### EXTRACT
Women's 80 metres hurdles at the Commonwealth Games

= Athletics at the 1934 British Empire Games – Women's 80 metres hurdles =

The women's 80 metres hurdles event at the 1934 British Empire Games was held on 5 and 7 August at the White City Stadium in London, England.

==Medalists==

| Gold | Silver | Bronze |
|---|---|---|
| Marjorie Clark South Africa | Betty Taylor Canada | Elsie Green England |

==Results==
===Heats===
Qualification: First 3 in each heat (Q) qualify directly for the semifinals.

### WHAT IS ASKED
Rewrite the paragraph in the 1934 hurdles article that begins "The women's 80 metres hurdles event" as a short list, keeping its main facts.

(Stored items from a collection)

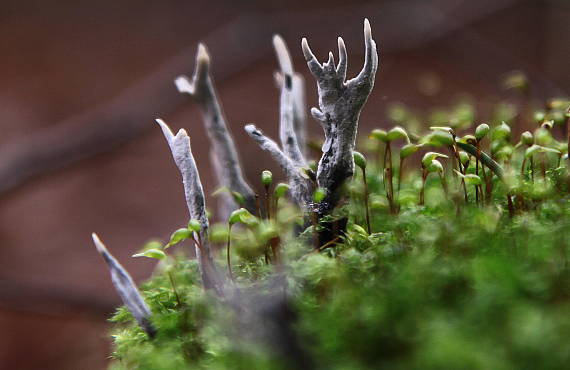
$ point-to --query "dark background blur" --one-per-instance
(81, 82)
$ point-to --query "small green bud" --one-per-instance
(442, 128)
(481, 131)
(505, 152)
(435, 166)
(543, 137)
(539, 116)
(242, 215)
(472, 179)
(463, 157)
(319, 195)
(380, 135)
(527, 138)
(179, 235)
(238, 198)
(557, 117)
(195, 226)
(532, 150)
(359, 159)
(266, 178)
(547, 125)
(409, 149)
(280, 190)
(151, 253)
(516, 80)
(559, 103)
(468, 139)
(438, 138)
(398, 133)
(502, 132)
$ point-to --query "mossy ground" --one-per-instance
(447, 285)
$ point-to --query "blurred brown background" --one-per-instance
(82, 81)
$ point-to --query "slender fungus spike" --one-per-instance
(283, 56)
(126, 288)
(287, 132)
(225, 159)
(314, 66)
(301, 189)
(195, 200)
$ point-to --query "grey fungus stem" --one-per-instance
(340, 104)
(287, 125)
(225, 158)
(126, 288)
(301, 187)
(195, 200)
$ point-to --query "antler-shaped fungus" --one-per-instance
(224, 154)
(340, 104)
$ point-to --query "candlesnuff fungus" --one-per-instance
(195, 201)
(340, 104)
(126, 288)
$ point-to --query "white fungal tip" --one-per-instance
(283, 56)
(367, 30)
(98, 244)
(250, 128)
(307, 53)
(165, 129)
(202, 57)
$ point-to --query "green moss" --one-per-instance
(448, 285)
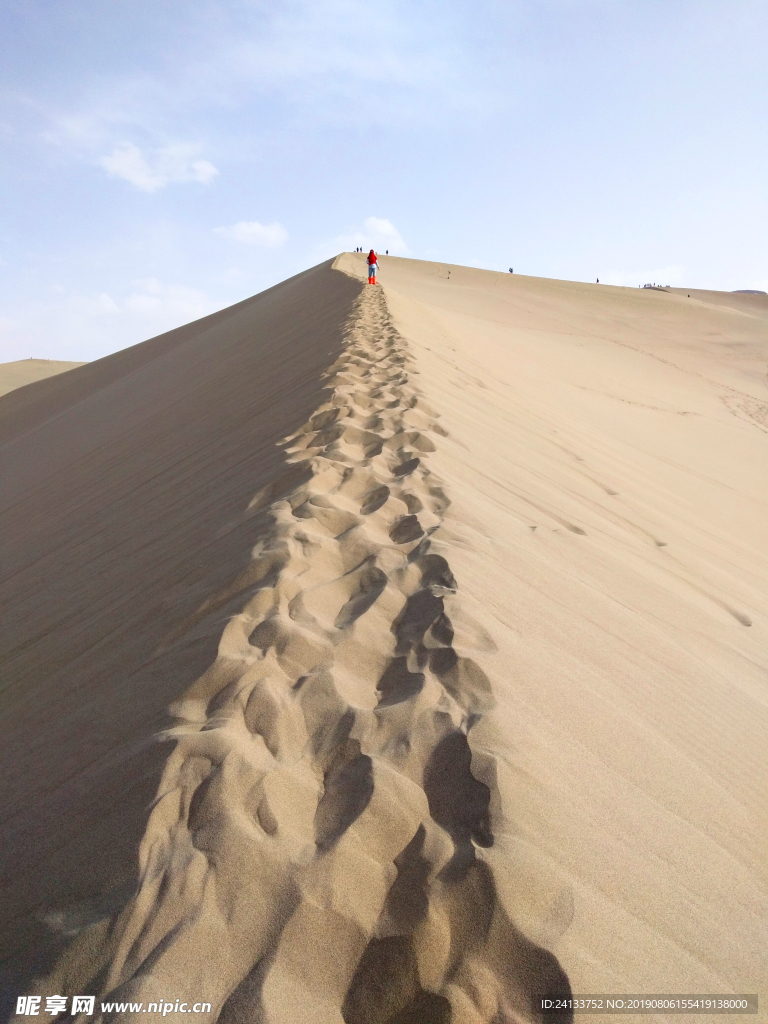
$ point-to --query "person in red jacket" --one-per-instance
(373, 264)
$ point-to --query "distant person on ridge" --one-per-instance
(372, 267)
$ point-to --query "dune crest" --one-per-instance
(312, 852)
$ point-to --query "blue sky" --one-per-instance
(162, 159)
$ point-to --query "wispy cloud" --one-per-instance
(251, 232)
(167, 165)
(87, 326)
(376, 232)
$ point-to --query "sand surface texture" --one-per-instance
(22, 372)
(448, 597)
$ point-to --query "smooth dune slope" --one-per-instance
(23, 372)
(448, 597)
(125, 483)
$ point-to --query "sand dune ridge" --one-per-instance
(313, 847)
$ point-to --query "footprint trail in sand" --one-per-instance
(314, 848)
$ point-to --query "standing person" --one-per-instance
(373, 265)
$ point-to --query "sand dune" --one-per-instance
(23, 372)
(448, 601)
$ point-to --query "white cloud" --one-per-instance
(378, 233)
(253, 233)
(169, 164)
(86, 327)
(659, 275)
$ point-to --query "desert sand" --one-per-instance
(22, 372)
(391, 654)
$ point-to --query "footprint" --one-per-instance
(371, 584)
(406, 529)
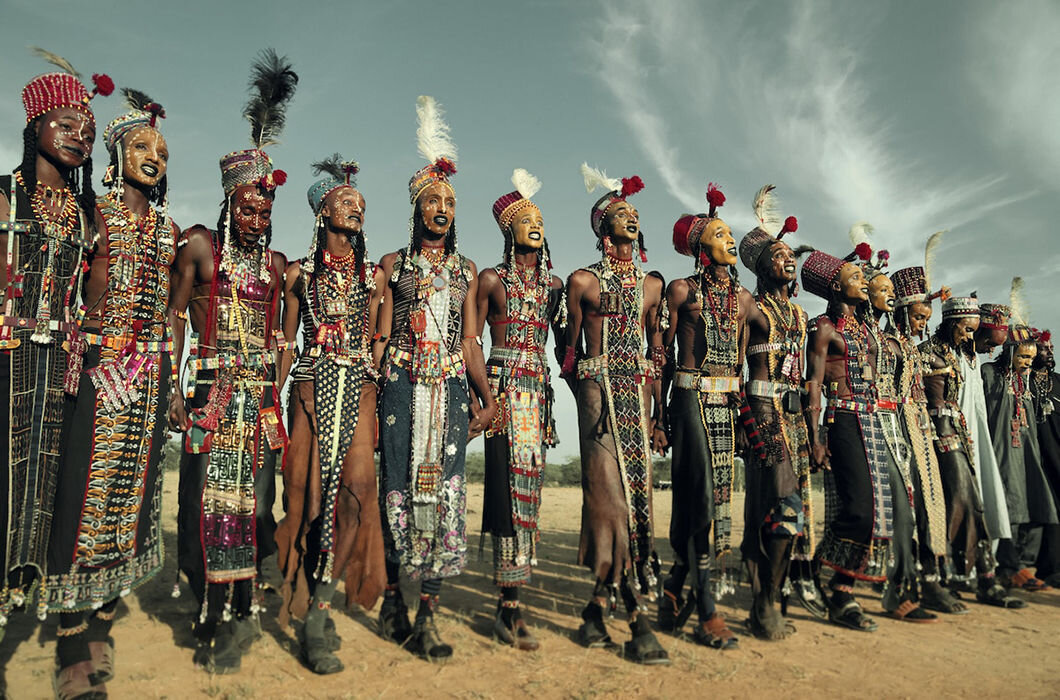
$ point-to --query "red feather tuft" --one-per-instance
(714, 196)
(103, 84)
(632, 186)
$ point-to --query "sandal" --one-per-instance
(714, 633)
(103, 661)
(643, 648)
(995, 595)
(910, 611)
(74, 683)
(850, 615)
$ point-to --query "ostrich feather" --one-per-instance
(525, 184)
(595, 178)
(57, 60)
(433, 134)
(1018, 302)
(765, 210)
(272, 85)
(861, 232)
(931, 250)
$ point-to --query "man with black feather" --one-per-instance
(332, 530)
(229, 283)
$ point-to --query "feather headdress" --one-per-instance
(272, 85)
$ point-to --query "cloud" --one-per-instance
(1014, 58)
(788, 98)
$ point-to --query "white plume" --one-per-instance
(433, 133)
(595, 178)
(765, 210)
(861, 232)
(525, 184)
(930, 251)
(1018, 303)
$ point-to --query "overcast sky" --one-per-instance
(914, 117)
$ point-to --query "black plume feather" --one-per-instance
(272, 84)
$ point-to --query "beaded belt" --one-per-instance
(684, 379)
(764, 389)
(599, 367)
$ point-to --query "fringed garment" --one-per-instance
(423, 409)
(106, 535)
(778, 494)
(523, 427)
(613, 417)
(705, 405)
(337, 363)
(43, 279)
(229, 452)
(858, 494)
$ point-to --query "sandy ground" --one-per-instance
(987, 653)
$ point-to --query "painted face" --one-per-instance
(66, 136)
(251, 213)
(345, 210)
(965, 329)
(919, 315)
(851, 283)
(622, 222)
(144, 156)
(438, 207)
(781, 262)
(988, 338)
(1045, 359)
(717, 241)
(881, 293)
(528, 228)
(1023, 357)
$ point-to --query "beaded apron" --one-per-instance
(43, 279)
(518, 378)
(783, 352)
(621, 371)
(240, 315)
(337, 360)
(921, 438)
(865, 560)
(128, 387)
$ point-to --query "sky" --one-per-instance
(913, 117)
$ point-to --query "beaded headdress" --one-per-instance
(340, 173)
(272, 85)
(62, 89)
(761, 239)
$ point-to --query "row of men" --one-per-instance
(99, 292)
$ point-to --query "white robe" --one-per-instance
(973, 405)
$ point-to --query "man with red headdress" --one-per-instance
(709, 312)
(47, 226)
(613, 308)
(229, 282)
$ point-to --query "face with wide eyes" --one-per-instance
(850, 284)
(65, 136)
(881, 293)
(345, 210)
(144, 156)
(622, 222)
(251, 213)
(964, 330)
(782, 262)
(919, 315)
(528, 228)
(438, 206)
(1024, 356)
(717, 241)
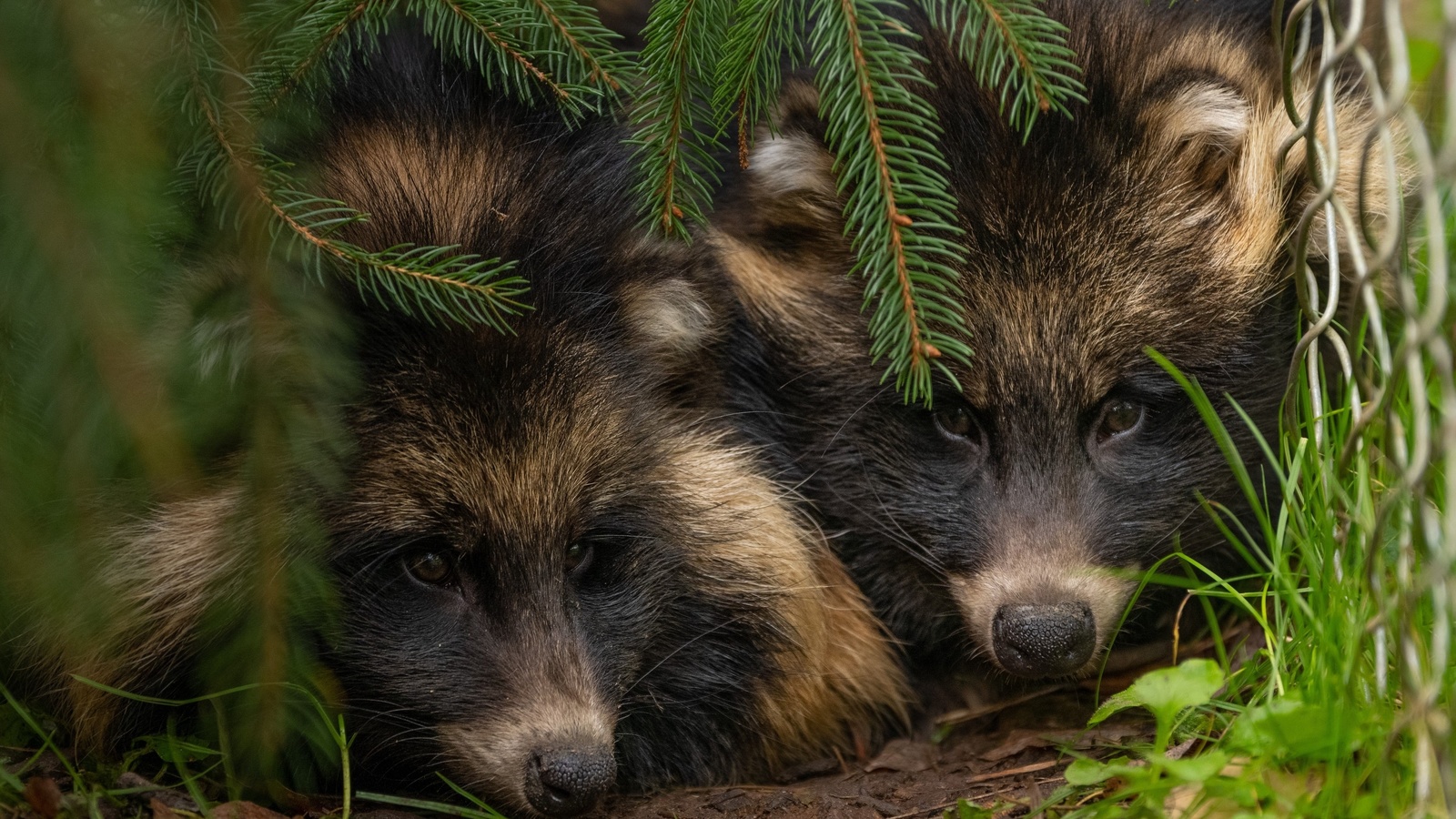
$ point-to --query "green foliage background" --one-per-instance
(159, 307)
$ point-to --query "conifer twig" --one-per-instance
(502, 47)
(899, 207)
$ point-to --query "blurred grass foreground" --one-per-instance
(162, 325)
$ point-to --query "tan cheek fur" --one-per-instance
(839, 672)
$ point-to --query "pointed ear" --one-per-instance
(1198, 131)
(677, 315)
(1369, 174)
(786, 200)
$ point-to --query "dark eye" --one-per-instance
(436, 569)
(1118, 417)
(956, 421)
(579, 557)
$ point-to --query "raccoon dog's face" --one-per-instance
(558, 571)
(514, 560)
(1070, 460)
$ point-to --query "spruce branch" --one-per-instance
(750, 72)
(673, 116)
(1016, 47)
(581, 47)
(420, 280)
(899, 205)
(306, 36)
(463, 24)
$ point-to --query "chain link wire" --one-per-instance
(1372, 267)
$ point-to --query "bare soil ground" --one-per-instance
(1004, 755)
(1004, 751)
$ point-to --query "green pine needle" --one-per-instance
(674, 133)
(1016, 47)
(750, 73)
(900, 210)
(422, 281)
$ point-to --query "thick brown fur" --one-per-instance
(616, 573)
(1157, 216)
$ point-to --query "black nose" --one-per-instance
(1040, 642)
(565, 783)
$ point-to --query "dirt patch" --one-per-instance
(997, 755)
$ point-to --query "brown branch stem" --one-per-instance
(919, 349)
(575, 46)
(497, 41)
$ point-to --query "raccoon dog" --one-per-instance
(1006, 522)
(558, 570)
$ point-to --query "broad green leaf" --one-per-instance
(1167, 691)
(972, 811)
(1091, 771)
(1194, 768)
(1292, 727)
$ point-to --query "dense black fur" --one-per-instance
(1088, 242)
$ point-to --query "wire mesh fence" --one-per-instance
(1372, 267)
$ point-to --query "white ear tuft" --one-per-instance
(1206, 114)
(672, 317)
(793, 164)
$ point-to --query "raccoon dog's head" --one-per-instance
(1014, 513)
(557, 569)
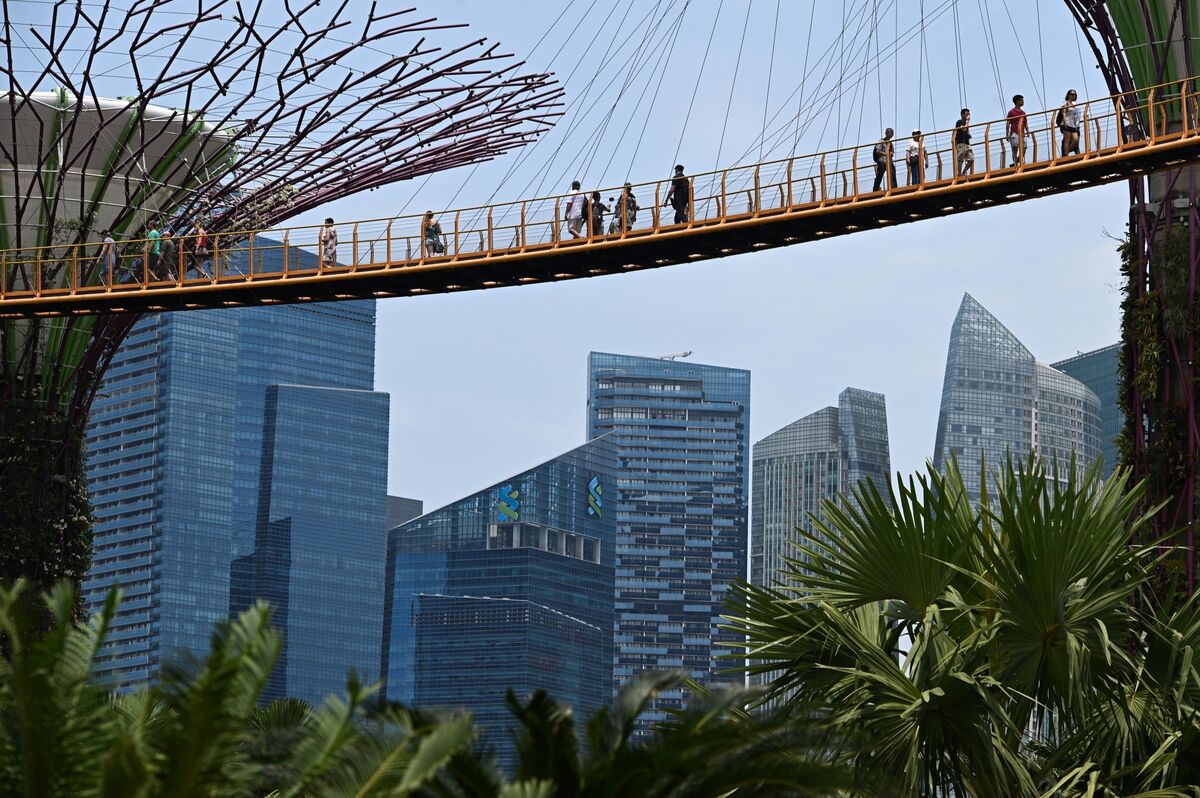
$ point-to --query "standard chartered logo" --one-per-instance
(509, 505)
(595, 503)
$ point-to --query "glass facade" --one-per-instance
(1101, 371)
(819, 457)
(682, 489)
(509, 587)
(185, 419)
(999, 401)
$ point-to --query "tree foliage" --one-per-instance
(1007, 649)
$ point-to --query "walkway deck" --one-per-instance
(736, 210)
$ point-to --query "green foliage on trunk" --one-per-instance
(1006, 651)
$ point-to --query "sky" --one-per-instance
(485, 384)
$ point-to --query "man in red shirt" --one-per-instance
(1018, 129)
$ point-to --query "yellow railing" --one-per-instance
(791, 185)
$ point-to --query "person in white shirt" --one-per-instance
(917, 159)
(1069, 118)
(575, 205)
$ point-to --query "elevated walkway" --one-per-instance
(741, 209)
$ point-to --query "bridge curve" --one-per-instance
(731, 211)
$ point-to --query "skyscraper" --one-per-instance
(819, 457)
(1099, 370)
(682, 487)
(509, 587)
(997, 400)
(214, 431)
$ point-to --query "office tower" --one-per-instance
(219, 431)
(509, 587)
(1099, 370)
(816, 459)
(997, 400)
(401, 509)
(682, 489)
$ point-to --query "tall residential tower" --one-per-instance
(682, 486)
(997, 400)
(816, 459)
(237, 454)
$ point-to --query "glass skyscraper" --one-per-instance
(997, 400)
(819, 457)
(682, 487)
(217, 432)
(1099, 370)
(509, 587)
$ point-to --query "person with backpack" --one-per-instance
(431, 235)
(1068, 121)
(917, 159)
(679, 195)
(328, 244)
(883, 163)
(598, 210)
(964, 156)
(198, 243)
(1018, 130)
(627, 208)
(575, 211)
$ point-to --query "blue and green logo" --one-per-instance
(509, 505)
(595, 503)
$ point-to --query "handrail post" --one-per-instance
(724, 209)
(823, 192)
(853, 168)
(757, 190)
(1150, 113)
(790, 161)
(691, 202)
(525, 235)
(987, 150)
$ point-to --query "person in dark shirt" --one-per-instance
(883, 162)
(679, 195)
(964, 156)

### SOLUTION TO THE PROBLEM
- Event: women's 80 metres hurdles
- Competition: 1934 British Empire Games
- Dates: 5 and 7 August
- Venue: White City Stadium, London, England